= Work required =
Identify every line of the data below that contains the string "sleeve", and copy each such line. The match is case-sensitive.

## start The data

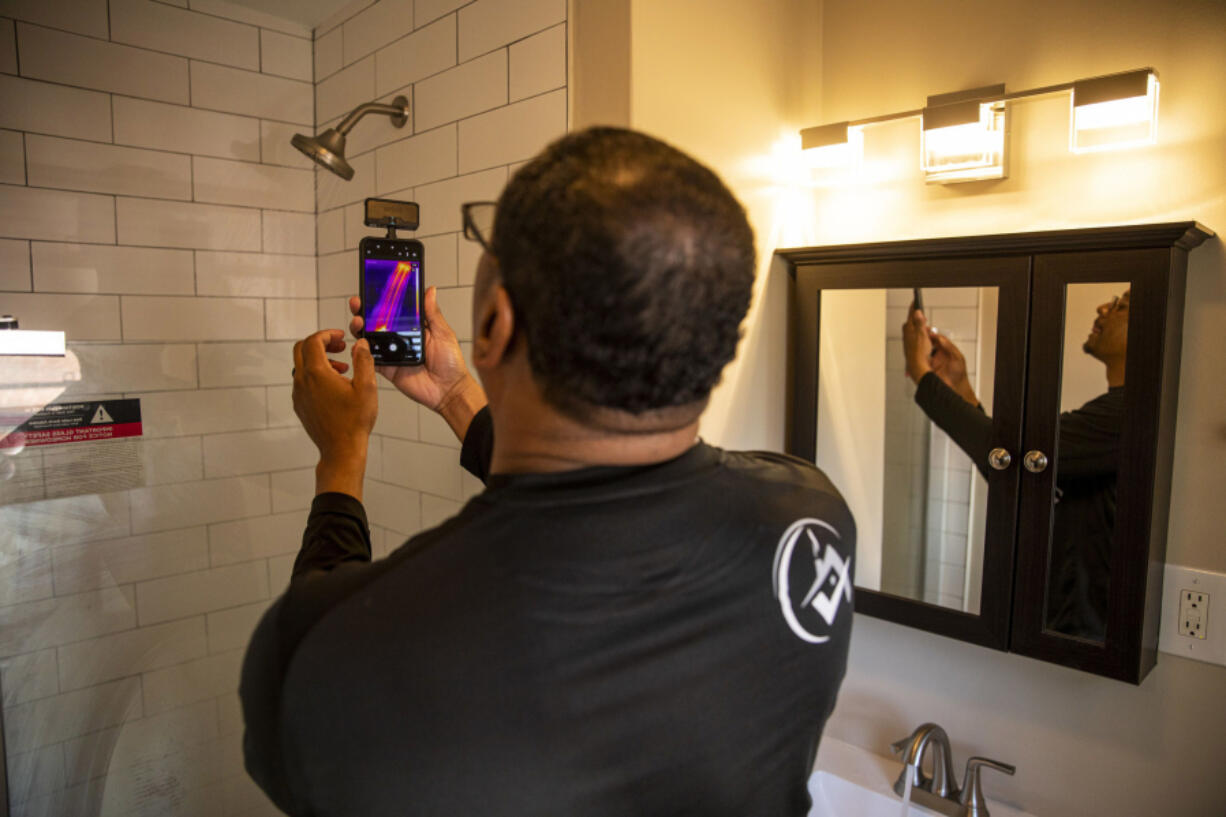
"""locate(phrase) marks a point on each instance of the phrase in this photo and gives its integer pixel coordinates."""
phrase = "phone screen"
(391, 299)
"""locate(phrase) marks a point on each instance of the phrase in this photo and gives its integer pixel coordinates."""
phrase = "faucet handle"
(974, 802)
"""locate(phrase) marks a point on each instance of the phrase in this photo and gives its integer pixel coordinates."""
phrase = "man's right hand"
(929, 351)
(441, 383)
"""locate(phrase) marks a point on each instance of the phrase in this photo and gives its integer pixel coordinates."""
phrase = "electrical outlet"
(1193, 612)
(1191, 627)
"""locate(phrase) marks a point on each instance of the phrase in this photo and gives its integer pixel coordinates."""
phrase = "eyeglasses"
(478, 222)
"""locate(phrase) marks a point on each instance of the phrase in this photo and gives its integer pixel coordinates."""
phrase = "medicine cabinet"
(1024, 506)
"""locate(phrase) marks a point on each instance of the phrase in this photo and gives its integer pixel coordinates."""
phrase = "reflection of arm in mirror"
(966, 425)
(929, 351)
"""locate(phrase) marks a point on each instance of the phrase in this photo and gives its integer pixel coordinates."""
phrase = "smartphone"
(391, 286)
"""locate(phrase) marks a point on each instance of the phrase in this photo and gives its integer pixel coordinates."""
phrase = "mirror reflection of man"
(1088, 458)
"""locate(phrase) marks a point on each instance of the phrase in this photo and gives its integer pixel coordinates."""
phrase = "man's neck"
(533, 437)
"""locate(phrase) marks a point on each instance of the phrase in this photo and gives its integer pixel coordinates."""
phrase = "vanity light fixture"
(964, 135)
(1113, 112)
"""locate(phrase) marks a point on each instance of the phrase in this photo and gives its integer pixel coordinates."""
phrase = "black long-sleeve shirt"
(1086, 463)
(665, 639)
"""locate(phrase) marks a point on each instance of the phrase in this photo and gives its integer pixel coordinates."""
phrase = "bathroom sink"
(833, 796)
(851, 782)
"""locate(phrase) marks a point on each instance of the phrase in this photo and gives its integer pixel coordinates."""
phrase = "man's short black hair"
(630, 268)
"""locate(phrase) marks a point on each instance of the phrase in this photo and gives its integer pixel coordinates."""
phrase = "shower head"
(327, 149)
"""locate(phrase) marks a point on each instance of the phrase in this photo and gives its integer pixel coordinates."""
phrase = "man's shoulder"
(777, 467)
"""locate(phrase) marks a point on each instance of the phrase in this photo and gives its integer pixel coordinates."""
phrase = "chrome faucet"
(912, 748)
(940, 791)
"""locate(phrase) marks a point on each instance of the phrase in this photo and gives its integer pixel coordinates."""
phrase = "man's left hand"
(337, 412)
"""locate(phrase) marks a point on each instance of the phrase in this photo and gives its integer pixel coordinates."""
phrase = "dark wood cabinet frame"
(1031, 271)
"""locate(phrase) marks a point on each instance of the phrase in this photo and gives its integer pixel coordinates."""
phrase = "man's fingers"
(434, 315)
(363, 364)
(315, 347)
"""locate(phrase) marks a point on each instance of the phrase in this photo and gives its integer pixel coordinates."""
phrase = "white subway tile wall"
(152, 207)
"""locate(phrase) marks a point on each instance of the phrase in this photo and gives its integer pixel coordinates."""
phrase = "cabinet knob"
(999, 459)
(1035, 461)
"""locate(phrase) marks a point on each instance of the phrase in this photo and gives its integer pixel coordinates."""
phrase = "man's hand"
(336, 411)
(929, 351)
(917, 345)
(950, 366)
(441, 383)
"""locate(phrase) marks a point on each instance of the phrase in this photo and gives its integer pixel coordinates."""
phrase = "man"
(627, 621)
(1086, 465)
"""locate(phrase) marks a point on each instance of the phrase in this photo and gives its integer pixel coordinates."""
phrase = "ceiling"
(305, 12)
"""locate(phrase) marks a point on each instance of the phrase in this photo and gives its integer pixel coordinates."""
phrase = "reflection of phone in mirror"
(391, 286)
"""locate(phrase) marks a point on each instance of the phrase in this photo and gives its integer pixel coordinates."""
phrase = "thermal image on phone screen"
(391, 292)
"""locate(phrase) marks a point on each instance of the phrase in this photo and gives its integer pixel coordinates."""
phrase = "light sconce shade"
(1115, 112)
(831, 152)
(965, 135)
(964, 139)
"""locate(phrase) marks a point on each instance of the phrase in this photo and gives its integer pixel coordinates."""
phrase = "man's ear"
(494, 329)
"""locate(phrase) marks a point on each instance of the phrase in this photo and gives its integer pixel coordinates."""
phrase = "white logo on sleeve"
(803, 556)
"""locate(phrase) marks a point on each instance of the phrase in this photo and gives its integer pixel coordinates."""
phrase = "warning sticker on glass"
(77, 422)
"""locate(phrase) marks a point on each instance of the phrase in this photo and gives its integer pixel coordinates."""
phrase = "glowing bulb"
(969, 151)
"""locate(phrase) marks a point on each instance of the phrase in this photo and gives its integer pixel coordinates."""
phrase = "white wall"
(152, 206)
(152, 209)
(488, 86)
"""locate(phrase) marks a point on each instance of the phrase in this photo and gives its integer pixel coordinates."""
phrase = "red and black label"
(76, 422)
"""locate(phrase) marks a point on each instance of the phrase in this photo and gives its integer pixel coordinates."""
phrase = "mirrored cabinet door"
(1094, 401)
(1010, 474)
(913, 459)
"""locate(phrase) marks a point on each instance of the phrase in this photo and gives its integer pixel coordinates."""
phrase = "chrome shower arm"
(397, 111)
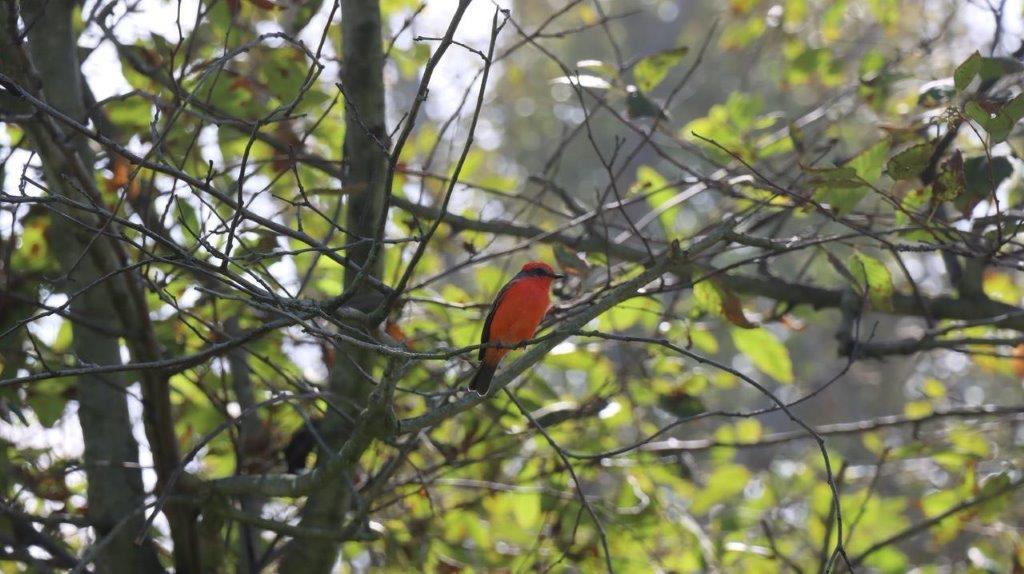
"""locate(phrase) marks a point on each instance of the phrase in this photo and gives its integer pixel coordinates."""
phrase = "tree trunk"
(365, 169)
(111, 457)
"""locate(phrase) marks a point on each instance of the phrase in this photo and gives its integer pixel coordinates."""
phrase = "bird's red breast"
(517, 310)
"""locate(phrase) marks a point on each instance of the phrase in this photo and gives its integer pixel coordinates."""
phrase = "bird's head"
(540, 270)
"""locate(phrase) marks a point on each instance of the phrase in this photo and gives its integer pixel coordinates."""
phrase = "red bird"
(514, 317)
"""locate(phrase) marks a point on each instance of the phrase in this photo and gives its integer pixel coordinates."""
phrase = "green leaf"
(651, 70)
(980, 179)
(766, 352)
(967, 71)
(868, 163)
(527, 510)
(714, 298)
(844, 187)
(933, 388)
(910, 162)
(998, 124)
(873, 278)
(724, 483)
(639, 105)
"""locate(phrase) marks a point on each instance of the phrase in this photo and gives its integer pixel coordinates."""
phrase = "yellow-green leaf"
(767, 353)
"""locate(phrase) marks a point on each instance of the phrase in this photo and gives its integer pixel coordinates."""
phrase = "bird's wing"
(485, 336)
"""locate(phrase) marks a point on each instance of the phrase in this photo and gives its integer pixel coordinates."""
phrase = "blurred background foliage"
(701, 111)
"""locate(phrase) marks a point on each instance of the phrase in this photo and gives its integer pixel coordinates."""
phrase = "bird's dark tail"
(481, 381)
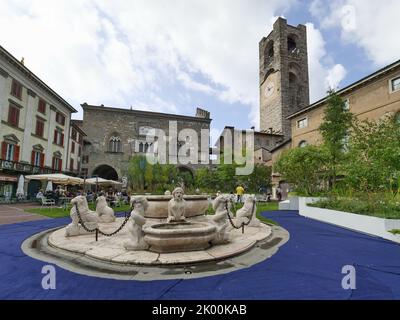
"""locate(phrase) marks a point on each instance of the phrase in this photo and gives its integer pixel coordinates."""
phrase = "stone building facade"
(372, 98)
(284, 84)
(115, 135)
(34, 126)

## end The data

= Problem solution =
phrase = "black long-sleeve shirt"
phrase = "white logo on sleeve"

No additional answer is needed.